**Problem A**
In the records, copy out every line from the line with "Objective — for every instance of the dark" to the line with "Objective — for every instance of the red scarf, mark", without changing anything.

**Text block**
= = = = = = =

Members of Congress had balked at the $700 billion bailout of Wall Street, but the spectacular failure of Lehman Brothers two weeks ago showed the catastrophic consequences of not taking action and led to the current crisis, analysts say.
The severe credit crisis gripping Wall Street today was in large part triggered by the sudden bankruptcy of Lehman Brothers on Sept. 15 and its default on a stunning $165 billion of unsecured debts, stinging investors around the world with $120 billion in instant losses that are making them reluctant to lend again, financial analysts say.
At the time, the Treasury and Federal Reserve - like the public - viewed Lehman as a “sacrificial lamb” whose failure would be an object lesson for Wall Street firms that took flagrant risks, while they thought the financial system could absorb its defaults on a total of $613 billion in secured and unsecured debts without disastrous consequences.

= = = = = = =

**Input records**
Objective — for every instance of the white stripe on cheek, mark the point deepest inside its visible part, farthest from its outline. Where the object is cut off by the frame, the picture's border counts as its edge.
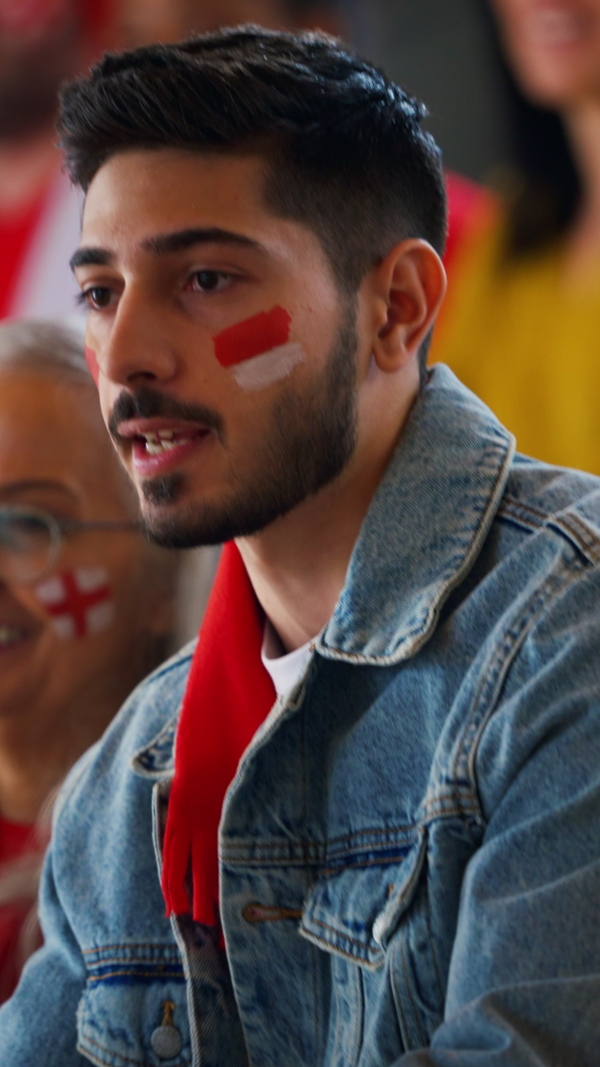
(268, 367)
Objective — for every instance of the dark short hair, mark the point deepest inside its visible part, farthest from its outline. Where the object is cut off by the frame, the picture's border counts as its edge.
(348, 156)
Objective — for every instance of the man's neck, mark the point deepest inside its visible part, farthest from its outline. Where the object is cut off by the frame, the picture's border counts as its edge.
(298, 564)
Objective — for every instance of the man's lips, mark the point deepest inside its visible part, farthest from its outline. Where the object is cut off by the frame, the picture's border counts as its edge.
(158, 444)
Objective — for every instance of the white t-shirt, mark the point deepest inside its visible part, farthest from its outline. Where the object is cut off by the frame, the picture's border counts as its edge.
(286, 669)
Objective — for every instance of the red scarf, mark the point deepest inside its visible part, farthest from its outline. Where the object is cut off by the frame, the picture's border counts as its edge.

= = = = = = =

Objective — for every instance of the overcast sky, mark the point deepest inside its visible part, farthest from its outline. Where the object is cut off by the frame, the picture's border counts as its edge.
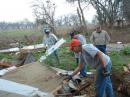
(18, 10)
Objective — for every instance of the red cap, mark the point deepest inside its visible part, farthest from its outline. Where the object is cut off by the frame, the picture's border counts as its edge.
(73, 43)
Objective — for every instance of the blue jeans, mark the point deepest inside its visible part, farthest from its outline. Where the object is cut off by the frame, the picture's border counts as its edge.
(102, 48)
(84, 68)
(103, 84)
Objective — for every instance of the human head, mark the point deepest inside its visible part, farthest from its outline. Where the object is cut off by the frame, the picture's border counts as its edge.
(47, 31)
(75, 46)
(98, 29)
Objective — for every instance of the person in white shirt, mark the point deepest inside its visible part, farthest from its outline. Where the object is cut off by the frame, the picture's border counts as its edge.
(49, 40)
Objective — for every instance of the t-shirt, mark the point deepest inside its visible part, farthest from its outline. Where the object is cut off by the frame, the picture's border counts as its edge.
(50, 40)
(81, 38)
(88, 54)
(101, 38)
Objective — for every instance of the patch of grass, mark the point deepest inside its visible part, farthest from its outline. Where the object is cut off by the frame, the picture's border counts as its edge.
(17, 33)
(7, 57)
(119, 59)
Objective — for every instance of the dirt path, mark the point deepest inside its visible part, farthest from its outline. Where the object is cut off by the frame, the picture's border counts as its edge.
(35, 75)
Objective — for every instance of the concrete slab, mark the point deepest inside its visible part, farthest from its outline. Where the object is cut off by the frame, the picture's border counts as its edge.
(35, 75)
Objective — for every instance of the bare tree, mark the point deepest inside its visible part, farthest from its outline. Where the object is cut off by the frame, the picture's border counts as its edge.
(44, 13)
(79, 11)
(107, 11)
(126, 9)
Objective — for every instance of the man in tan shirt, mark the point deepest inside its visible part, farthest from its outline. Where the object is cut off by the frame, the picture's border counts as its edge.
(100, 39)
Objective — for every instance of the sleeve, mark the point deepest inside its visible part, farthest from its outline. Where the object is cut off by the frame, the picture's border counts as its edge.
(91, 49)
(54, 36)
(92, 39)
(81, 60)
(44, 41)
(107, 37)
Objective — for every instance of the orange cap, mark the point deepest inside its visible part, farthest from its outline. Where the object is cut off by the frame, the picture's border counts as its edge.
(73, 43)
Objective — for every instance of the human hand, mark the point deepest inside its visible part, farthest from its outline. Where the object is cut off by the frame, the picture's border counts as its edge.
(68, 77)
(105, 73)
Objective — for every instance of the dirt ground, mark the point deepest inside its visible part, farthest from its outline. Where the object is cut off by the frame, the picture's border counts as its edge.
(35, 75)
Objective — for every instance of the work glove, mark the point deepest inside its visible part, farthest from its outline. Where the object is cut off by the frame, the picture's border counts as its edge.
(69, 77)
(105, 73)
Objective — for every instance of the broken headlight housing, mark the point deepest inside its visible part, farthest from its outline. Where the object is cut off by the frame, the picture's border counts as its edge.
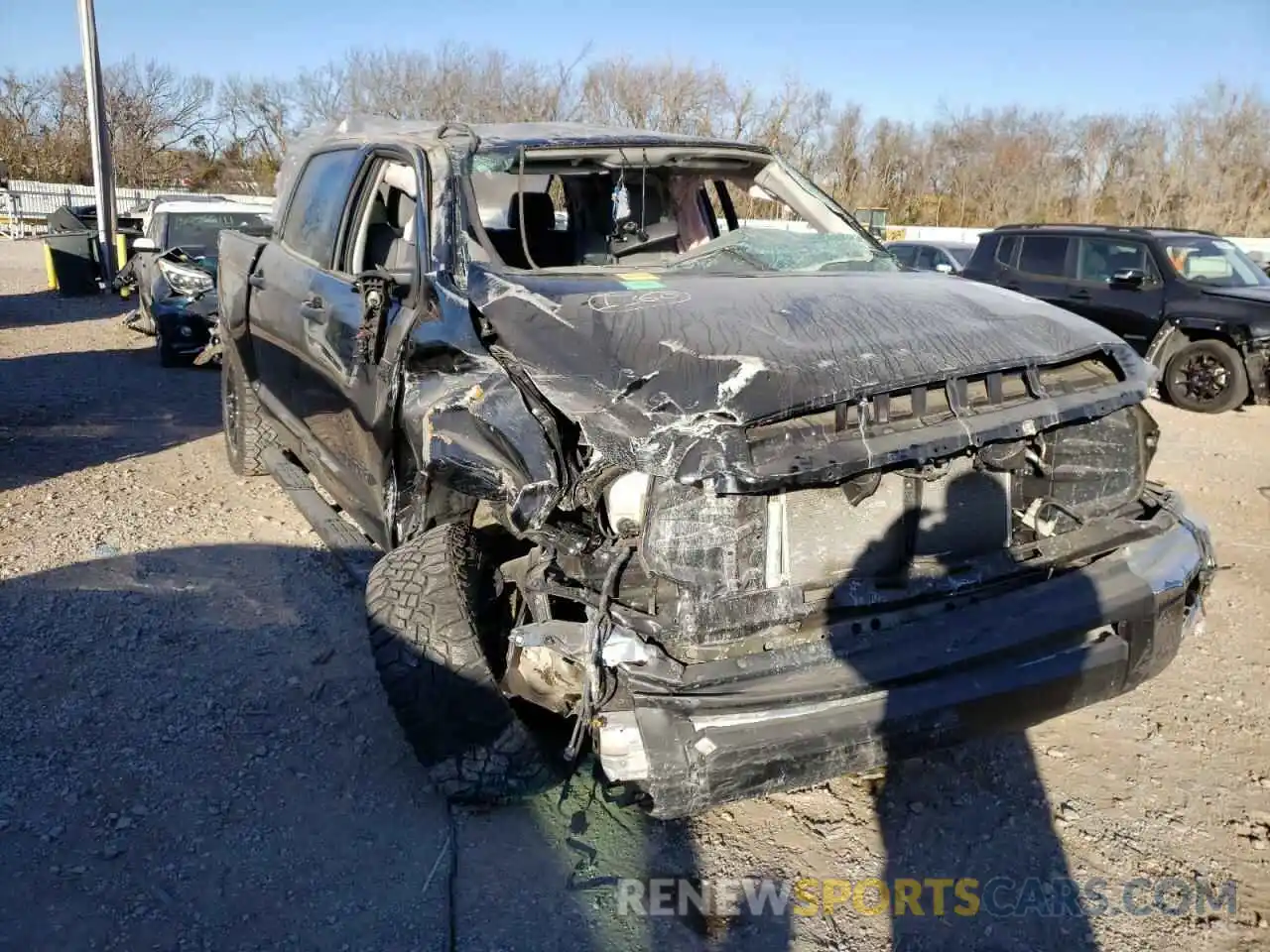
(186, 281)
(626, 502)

= = = = = = =

**Problem B**
According to the text on the Lehman Brothers failure, how much in unsecured debts did Lehman Brothers default on?

**Exercise solution A**
Objective — for every instance of the dark short hair, mark the point deepest inside its visible part, farthest from its outline. Where the object is cut off by the frame, the picture's border counts as its edge.
(348, 156)
Objective — for every instance of the man's neck, mark the point deepest inside its visible part, farthest from its outline. Where the object is cut off by the frame, the picture's border counts as its edge.
(298, 564)
Objective — for every instance of the man's lips, mark the point deepest inside its visible part, farthest from its outline. Where the object is cut off by the frame, the picture's border counts as its edge.
(158, 444)
Objective — for every instance of the white t-shirt, mark the point deepest inside its visible part, farthest from its outline. Where the object is cut off by the frame, the picture's border counts as its edge.
(286, 669)
Objective — for every instance of the red scarf, mark the point deepest inside its visible part, farthest from its outline. Where the object is cut off by the frame, the picture's border counts as its edge.

**Exercise solution B**
$165 billion